Objective
Reproduce word for word the lines of the records from the one containing "Can you find the yellow" through the one containing "pixel 770 553", including both of those lines.

Begin

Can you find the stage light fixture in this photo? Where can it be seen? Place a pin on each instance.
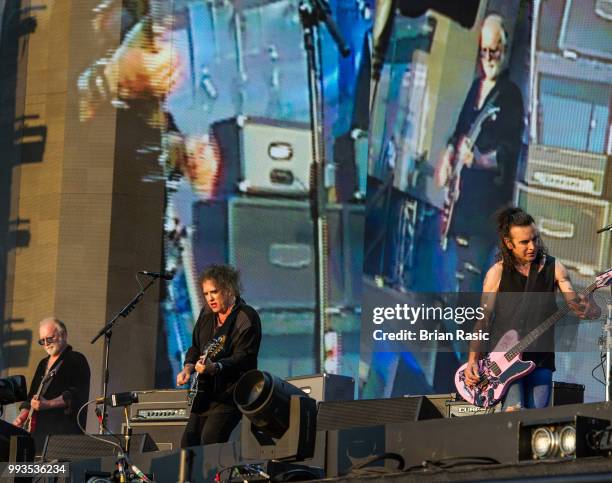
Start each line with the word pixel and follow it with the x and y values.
pixel 279 420
pixel 13 389
pixel 565 438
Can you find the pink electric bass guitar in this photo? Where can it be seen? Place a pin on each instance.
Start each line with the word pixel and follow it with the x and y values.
pixel 499 368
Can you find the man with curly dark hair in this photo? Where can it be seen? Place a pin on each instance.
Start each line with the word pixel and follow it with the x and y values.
pixel 524 265
pixel 225 345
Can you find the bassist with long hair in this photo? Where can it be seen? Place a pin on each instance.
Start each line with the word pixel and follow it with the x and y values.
pixel 477 169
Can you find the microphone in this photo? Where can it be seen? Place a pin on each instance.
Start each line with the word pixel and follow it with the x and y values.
pixel 605 228
pixel 119 399
pixel 165 276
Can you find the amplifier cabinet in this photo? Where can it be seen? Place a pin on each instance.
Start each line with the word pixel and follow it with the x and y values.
pixel 160 405
pixel 325 387
pixel 569 171
pixel 166 434
pixel 275 156
pixel 271 243
pixel 568 224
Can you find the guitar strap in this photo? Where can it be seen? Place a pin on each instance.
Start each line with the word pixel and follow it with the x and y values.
pixel 48 382
pixel 526 300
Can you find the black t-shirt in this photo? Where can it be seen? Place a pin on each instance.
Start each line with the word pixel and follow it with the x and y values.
pixel 524 312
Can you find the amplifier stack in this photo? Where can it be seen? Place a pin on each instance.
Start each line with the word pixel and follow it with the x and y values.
pixel 162 414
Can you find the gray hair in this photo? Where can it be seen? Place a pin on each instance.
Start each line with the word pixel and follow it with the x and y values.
pixel 56 322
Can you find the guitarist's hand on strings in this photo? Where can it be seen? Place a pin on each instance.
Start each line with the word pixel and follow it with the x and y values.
pixel 585 307
pixel 182 377
pixel 21 418
pixel 209 368
pixel 466 153
pixel 39 403
pixel 472 376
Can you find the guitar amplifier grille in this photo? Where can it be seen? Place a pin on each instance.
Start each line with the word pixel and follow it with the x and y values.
pixel 567 224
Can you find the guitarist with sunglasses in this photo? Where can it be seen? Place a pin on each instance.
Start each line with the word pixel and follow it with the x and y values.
pixel 519 294
pixel 59 388
pixel 477 170
pixel 225 345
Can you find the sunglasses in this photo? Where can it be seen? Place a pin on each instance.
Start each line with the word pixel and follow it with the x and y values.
pixel 487 53
pixel 48 340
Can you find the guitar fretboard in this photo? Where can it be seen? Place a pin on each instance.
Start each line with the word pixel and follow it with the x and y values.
pixel 544 326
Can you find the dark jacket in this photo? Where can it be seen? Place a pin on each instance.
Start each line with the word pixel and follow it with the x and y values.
pixel 483 191
pixel 241 336
pixel 71 382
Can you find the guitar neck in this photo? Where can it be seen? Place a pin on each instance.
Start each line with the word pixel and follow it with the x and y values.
pixel 544 326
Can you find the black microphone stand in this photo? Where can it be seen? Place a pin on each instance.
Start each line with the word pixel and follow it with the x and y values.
pixel 608 333
pixel 312 12
pixel 106 331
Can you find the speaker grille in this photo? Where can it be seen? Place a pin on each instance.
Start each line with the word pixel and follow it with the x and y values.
pixel 373 412
pixel 68 447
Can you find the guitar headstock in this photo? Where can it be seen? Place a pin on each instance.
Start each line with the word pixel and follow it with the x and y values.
pixel 492 112
pixel 215 347
pixel 604 279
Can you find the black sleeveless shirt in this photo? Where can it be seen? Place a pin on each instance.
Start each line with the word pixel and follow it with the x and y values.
pixel 524 312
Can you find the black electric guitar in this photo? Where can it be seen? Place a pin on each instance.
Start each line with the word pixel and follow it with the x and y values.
pixel 212 350
pixel 451 189
pixel 30 423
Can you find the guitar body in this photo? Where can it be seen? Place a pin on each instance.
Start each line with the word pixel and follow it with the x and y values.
pixel 497 371
pixel 212 350
pixel 30 424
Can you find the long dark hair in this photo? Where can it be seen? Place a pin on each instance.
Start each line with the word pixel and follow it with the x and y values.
pixel 506 219
pixel 226 277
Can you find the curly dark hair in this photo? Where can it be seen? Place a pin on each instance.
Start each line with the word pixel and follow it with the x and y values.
pixel 226 277
pixel 506 219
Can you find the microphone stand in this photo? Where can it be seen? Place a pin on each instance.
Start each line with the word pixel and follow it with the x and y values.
pixel 106 331
pixel 607 328
pixel 312 12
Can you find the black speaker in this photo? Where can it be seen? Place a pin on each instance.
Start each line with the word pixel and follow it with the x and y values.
pixel 210 233
pixel 325 387
pixel 68 447
pixel 336 415
pixel 566 393
pixel 272 239
pixel 16 444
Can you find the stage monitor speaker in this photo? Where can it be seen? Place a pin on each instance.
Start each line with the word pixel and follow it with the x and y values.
pixel 325 387
pixel 566 393
pixel 272 239
pixel 16 444
pixel 374 412
pixel 567 224
pixel 68 447
pixel 166 434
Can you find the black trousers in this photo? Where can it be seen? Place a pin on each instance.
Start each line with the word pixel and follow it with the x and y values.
pixel 213 426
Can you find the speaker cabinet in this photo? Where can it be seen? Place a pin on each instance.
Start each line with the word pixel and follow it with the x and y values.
pixel 374 412
pixel 325 387
pixel 566 393
pixel 568 225
pixel 165 434
pixel 68 447
pixel 271 243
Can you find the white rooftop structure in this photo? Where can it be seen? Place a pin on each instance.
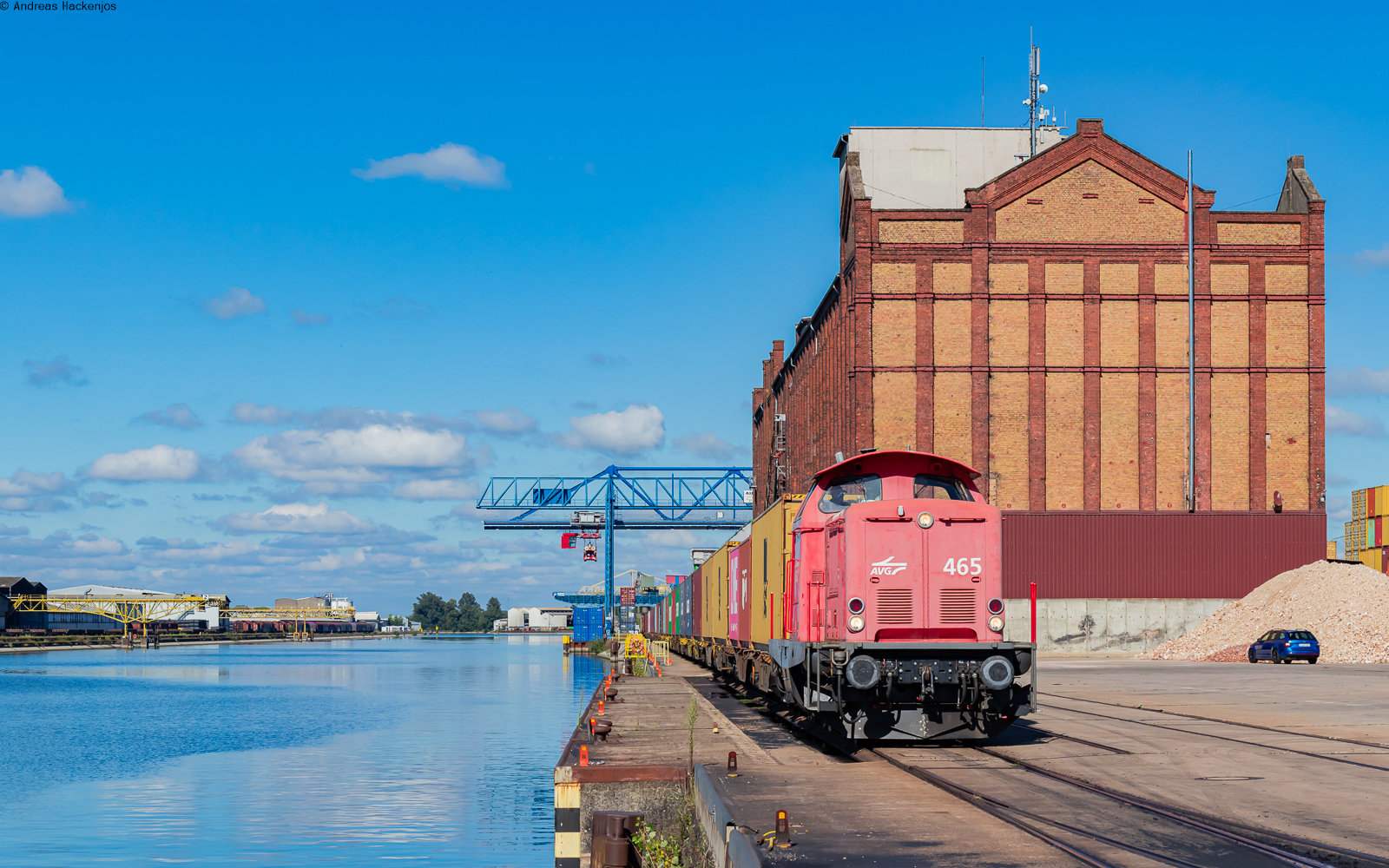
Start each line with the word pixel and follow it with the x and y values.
pixel 931 167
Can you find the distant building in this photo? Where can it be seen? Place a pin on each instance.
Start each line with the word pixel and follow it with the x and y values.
pixel 14 587
pixel 303 603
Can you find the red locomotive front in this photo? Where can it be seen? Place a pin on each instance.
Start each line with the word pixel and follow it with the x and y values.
pixel 898 604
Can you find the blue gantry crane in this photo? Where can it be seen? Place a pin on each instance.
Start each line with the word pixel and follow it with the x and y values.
pixel 624 499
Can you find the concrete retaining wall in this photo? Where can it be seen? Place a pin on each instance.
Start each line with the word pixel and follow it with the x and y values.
pixel 1106 625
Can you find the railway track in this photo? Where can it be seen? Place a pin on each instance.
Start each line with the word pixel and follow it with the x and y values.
pixel 1094 819
pixel 1212 720
pixel 1096 825
pixel 1212 735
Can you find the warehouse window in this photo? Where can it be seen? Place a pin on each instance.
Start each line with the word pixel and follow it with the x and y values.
pixel 847 490
pixel 939 488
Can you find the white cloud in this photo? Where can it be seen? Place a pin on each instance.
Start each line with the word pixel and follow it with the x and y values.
pixel 234 303
pixel 1338 509
pixel 353 456
pixel 24 483
pixel 306 319
pixel 706 444
pixel 1372 259
pixel 250 413
pixel 629 432
pixel 31 192
pixel 506 421
pixel 449 164
pixel 437 490
pixel 30 492
pixel 1358 381
pixel 174 416
pixel 295 518
pixel 155 464
pixel 53 372
pixel 1351 423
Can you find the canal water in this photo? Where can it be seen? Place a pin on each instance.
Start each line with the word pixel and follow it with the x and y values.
pixel 333 753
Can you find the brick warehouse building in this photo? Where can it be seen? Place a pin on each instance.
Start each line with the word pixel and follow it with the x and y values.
pixel 1030 319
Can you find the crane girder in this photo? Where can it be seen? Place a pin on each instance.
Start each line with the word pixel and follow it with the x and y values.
pixel 122 610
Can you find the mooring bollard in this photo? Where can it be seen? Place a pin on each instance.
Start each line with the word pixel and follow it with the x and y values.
pixel 611 842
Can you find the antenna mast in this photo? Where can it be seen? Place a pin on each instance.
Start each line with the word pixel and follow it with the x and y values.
pixel 1034 73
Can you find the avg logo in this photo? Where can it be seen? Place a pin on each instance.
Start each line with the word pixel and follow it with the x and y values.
pixel 886 567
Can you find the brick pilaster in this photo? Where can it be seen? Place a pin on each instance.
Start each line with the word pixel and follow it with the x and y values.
pixel 1092 384
pixel 1037 384
pixel 925 356
pixel 1257 389
pixel 1146 388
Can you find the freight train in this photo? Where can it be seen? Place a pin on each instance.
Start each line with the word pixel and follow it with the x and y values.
pixel 872 604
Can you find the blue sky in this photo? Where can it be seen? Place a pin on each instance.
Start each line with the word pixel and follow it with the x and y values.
pixel 288 281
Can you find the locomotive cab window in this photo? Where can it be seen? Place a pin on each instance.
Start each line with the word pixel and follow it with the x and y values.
pixel 847 490
pixel 938 488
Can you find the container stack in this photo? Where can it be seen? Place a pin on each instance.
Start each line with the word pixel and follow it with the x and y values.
pixel 588 622
pixel 1366 529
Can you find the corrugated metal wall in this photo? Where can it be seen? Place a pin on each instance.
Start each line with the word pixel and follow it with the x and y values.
pixel 1146 555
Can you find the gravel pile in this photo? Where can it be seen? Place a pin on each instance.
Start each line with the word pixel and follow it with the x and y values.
pixel 1346 606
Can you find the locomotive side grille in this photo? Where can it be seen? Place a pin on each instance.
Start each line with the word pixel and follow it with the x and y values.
pixel 958 606
pixel 895 606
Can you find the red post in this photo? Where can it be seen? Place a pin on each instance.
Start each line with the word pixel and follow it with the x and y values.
pixel 1034 613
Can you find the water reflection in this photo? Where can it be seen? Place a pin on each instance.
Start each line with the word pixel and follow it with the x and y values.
pixel 339 753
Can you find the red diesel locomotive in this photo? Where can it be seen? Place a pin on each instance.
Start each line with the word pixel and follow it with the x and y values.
pixel 882 613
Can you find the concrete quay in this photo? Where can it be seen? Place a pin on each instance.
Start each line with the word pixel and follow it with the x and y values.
pixel 840 812
pixel 1212 740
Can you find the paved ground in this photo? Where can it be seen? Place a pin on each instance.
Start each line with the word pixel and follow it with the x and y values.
pixel 1089 727
pixel 1346 700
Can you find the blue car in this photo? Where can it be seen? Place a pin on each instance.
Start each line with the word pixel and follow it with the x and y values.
pixel 1285 646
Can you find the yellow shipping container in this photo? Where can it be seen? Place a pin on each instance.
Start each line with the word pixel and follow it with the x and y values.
pixel 770 553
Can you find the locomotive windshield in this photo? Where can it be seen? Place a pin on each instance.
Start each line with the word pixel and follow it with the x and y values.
pixel 847 490
pixel 939 488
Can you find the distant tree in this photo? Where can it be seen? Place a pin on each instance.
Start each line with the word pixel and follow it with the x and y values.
pixel 493 611
pixel 470 615
pixel 434 613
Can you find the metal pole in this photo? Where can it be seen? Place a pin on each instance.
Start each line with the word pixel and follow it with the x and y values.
pixel 1032 92
pixel 1191 339
pixel 608 553
pixel 1034 613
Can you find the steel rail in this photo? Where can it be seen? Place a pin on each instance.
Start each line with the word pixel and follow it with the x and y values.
pixel 1000 810
pixel 1192 819
pixel 1213 720
pixel 1210 735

End

Task solution
Can you find the yellow shipping container in this photo? Where can it be seen? Place a pin on each instance.
Start each line with the word pixel and follow it with the x and y values.
pixel 770 553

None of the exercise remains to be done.